[start of DATA ROWS]
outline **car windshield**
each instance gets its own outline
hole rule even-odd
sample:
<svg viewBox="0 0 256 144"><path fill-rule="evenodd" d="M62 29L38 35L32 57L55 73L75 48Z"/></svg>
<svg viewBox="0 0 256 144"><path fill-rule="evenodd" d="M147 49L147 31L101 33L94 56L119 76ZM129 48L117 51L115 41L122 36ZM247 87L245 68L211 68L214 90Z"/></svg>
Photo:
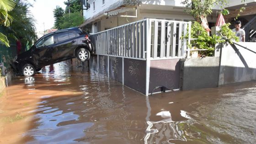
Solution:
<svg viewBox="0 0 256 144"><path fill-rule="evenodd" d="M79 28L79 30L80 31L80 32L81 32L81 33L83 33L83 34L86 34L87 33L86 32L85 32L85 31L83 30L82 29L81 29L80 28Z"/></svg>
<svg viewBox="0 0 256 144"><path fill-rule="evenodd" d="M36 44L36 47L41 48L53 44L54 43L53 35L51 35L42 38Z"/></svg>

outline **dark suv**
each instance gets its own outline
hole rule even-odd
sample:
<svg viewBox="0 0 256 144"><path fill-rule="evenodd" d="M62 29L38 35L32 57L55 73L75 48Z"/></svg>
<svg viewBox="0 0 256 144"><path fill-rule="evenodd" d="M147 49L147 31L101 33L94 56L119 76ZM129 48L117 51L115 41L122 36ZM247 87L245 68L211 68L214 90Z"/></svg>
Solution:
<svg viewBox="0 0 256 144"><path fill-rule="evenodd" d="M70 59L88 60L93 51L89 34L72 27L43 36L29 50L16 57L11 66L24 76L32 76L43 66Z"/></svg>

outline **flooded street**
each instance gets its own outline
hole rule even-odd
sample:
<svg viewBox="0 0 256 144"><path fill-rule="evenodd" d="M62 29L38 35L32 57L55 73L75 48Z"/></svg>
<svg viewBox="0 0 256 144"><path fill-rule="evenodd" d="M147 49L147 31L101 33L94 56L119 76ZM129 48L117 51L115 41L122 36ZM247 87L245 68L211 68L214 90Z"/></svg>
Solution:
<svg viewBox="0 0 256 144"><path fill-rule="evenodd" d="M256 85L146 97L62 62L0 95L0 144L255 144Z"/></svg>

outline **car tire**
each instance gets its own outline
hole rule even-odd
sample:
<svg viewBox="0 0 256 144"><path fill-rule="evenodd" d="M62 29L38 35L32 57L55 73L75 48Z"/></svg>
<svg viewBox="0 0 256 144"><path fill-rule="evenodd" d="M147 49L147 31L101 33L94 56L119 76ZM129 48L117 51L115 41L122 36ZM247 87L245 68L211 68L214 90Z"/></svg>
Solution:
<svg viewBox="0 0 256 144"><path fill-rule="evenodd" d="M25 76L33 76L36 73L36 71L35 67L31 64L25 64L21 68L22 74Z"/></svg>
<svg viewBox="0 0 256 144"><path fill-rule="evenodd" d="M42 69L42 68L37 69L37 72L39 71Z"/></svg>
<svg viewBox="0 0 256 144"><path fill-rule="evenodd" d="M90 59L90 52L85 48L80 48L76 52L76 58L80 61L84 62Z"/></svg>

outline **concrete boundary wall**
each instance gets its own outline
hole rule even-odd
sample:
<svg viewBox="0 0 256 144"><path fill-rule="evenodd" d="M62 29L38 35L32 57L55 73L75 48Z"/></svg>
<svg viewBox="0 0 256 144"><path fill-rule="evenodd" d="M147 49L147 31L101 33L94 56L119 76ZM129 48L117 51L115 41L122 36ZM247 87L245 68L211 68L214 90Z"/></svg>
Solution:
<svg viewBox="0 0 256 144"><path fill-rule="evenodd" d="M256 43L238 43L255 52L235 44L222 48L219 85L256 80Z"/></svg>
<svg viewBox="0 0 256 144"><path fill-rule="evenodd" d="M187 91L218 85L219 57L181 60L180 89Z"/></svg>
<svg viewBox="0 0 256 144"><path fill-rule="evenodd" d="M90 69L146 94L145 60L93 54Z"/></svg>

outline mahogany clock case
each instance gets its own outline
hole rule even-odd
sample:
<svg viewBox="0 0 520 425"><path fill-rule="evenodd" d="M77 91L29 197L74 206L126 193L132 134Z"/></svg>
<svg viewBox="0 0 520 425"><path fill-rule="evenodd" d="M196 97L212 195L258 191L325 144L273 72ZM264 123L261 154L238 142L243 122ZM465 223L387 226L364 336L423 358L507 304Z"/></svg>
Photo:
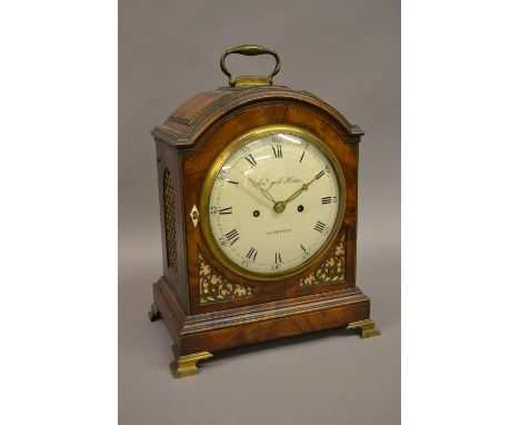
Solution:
[end of DATA ROWS]
In all of the lines above, switch "hole rule" to "fill rule" and change nothing else. Omit the pictures from your answer.

outline **car windshield**
each instance gets its own outline
fill rule even-odd
sample:
<svg viewBox="0 0 256 144"><path fill-rule="evenodd" d="M62 29L38 35L32 57L55 73L75 48Z"/></svg>
<svg viewBox="0 0 256 144"><path fill-rule="evenodd" d="M147 49L147 31L101 33L94 56L119 76ZM129 48L117 51L115 41L122 36ZM247 87L245 68L211 68L214 90Z"/></svg>
Photo:
Solution:
<svg viewBox="0 0 256 144"><path fill-rule="evenodd" d="M79 28L79 30L80 31L80 32L81 32L81 33L83 33L83 34L86 34L87 33L86 32L85 32L85 31L83 30L82 29L81 29L80 28Z"/></svg>
<svg viewBox="0 0 256 144"><path fill-rule="evenodd" d="M36 44L36 47L41 48L53 44L54 43L53 35L51 35L42 38Z"/></svg>

outline **dark suv**
each instance gets its own outline
fill rule even-odd
sample:
<svg viewBox="0 0 256 144"><path fill-rule="evenodd" d="M62 29L38 35L32 57L55 73L75 48Z"/></svg>
<svg viewBox="0 0 256 144"><path fill-rule="evenodd" d="M147 49L147 31L101 33L94 56L119 76ZM129 48L117 51L115 41L122 36ZM247 87L245 68L211 68L214 90Z"/></svg>
Solution:
<svg viewBox="0 0 256 144"><path fill-rule="evenodd" d="M70 59L88 60L93 51L89 34L72 27L43 36L29 50L16 57L11 66L24 76L32 76L43 66Z"/></svg>

outline **flooded street**
each instance gets its own outline
fill rule even-odd
sample:
<svg viewBox="0 0 256 144"><path fill-rule="evenodd" d="M62 29L38 35L32 57L55 73L75 48Z"/></svg>
<svg viewBox="0 0 256 144"><path fill-rule="evenodd" d="M147 49L147 31L101 33L94 56L119 76ZM129 48L117 51L115 41L122 36ZM247 87L245 68L211 68L214 90Z"/></svg>
Solution:
<svg viewBox="0 0 256 144"><path fill-rule="evenodd" d="M256 85L146 97L62 62L0 95L0 144L255 144Z"/></svg>

outline **car tire**
each instance gets its own outline
fill rule even-odd
sample:
<svg viewBox="0 0 256 144"><path fill-rule="evenodd" d="M62 29L38 35L32 57L55 73L75 48Z"/></svg>
<svg viewBox="0 0 256 144"><path fill-rule="evenodd" d="M147 49L147 31L101 33L94 56L119 76ZM129 48L117 51L115 41L122 36ZM247 87L245 68L211 68L214 90Z"/></svg>
Solution:
<svg viewBox="0 0 256 144"><path fill-rule="evenodd" d="M25 76L33 76L36 73L36 71L35 67L31 64L25 64L21 68L22 74Z"/></svg>
<svg viewBox="0 0 256 144"><path fill-rule="evenodd" d="M42 69L42 68L37 69L37 72L39 71Z"/></svg>
<svg viewBox="0 0 256 144"><path fill-rule="evenodd" d="M90 59L90 52L85 48L80 48L76 52L76 58L80 61L84 62Z"/></svg>

outline **concrete boundary wall**
each instance gets its own outline
fill rule even-odd
sample:
<svg viewBox="0 0 256 144"><path fill-rule="evenodd" d="M62 29L38 35L32 57L55 73L75 48Z"/></svg>
<svg viewBox="0 0 256 144"><path fill-rule="evenodd" d="M147 49L147 31L101 33L94 56L119 76ZM129 48L117 51L115 41L122 36ZM247 87L245 68L211 68L214 90Z"/></svg>
Solution:
<svg viewBox="0 0 256 144"><path fill-rule="evenodd" d="M256 43L238 43L255 52L235 44L222 48L219 85L256 80Z"/></svg>
<svg viewBox="0 0 256 144"><path fill-rule="evenodd" d="M187 91L218 85L219 57L181 60L180 89Z"/></svg>
<svg viewBox="0 0 256 144"><path fill-rule="evenodd" d="M90 69L146 94L145 60L93 54Z"/></svg>

outline mahogany clock case
each instance gets its own outline
fill rule even-odd
sample:
<svg viewBox="0 0 520 425"><path fill-rule="evenodd" d="M77 91L29 197L74 206L126 193L132 134Z"/></svg>
<svg viewBox="0 0 520 425"><path fill-rule="evenodd" d="M196 97L212 195L258 191L325 144L273 72ZM264 123L261 154L238 142L243 122ZM465 223L387 226L364 336L423 358L507 304Z"/></svg>
Photo:
Solution:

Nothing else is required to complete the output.